**DOCUMENT EXTRACT:**

________________________

I don't think that's a _western_ perspective, I think that's _your_
perspective. The actual western perspective likes robots, toys, toy weapons,
robotic toys, and robotic toy weapons, and all the various combinations
thereof. Nerf and Transformers have been cultural staples for decades.

This isn't even the first commercial toy robot with a toy gun on it:
[https://www.amazon.com/Nerf-Creatures-TerraDrone-
Discontinue...](https://www.amazon.com/Nerf-Creatures-TerraDrone-Discontinued-
manufacturer/dp/B00K2QZQUQ)

Or the second: [https://www.amazon.com/TerraScout-Nerf-N-Strike-Official-
Rec...](https://www.amazon.com/TerraScout-Nerf-N-Strike-Official-
Rechargeable/dp/B01DREMRGK)

________________________

**STATED GOAL A:**
Could you write out the comment on robotic toys word for word, beginning at the words "I don't think" and stopping after "Rechargeable/dp/B01DREMRGK)"?

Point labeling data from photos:
________________________

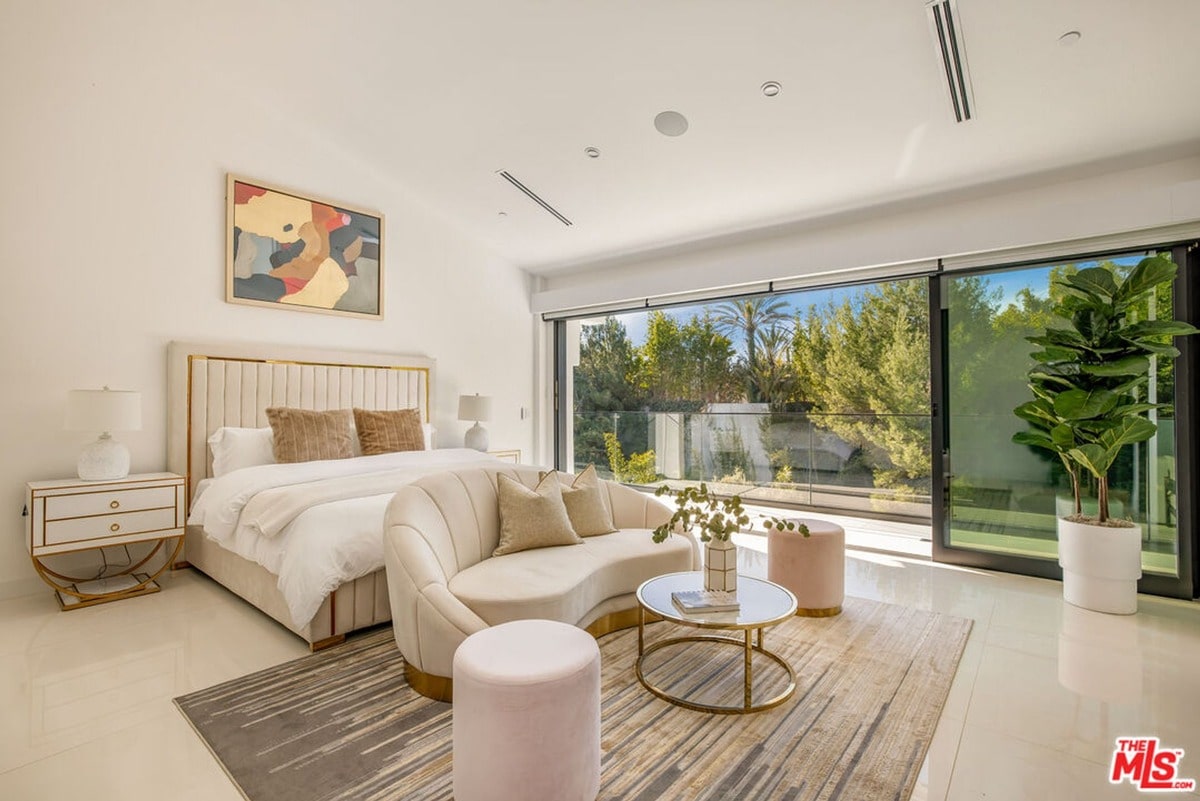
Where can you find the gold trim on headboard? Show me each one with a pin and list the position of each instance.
(192, 359)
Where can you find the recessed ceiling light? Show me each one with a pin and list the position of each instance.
(671, 124)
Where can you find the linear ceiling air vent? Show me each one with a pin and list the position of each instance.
(533, 196)
(943, 20)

________________________

**STATED GOAL B:**
Can you lay out the lines of the listing as a JSON list of strings, one string per line with blank lines left out, beginning at the line that has "Where can you find the linear" and stopping after the last line of the listing?

**EXPECTED OUTPUT A:**
I don't think that's a _western_ perspective, I think that's _your_
perspective. The actual western perspective likes robots, toys, toy weapons,
robotic toys, and robotic toy weapons, and all the various combinations
thereof. Nerf and Transformers have been cultural staples for decades.

This isn't even the first commercial toy robot with a toy gun on it:
[https://www.amazon.com/Nerf-Creatures-TerraDrone-
Discontinue...](https://www.amazon.com/Nerf-Creatures-TerraDrone-Discontinued-
manufacturer/dp/B00K2QZQUQ)

Or the second: [https://www.amazon.com/TerraScout-Nerf-N-Strike-Official-
Rec...](https://www.amazon.com/TerraScout-Nerf-N-Strike-Official-
Rechargeable/dp/B01DREMRGK)

**EXPECTED OUTPUT B:**
[
  "Where can you find the linear ceiling air vent? Show me each one with a pin and list the position of each instance.",
  "(533, 196)",
  "(943, 20)"
]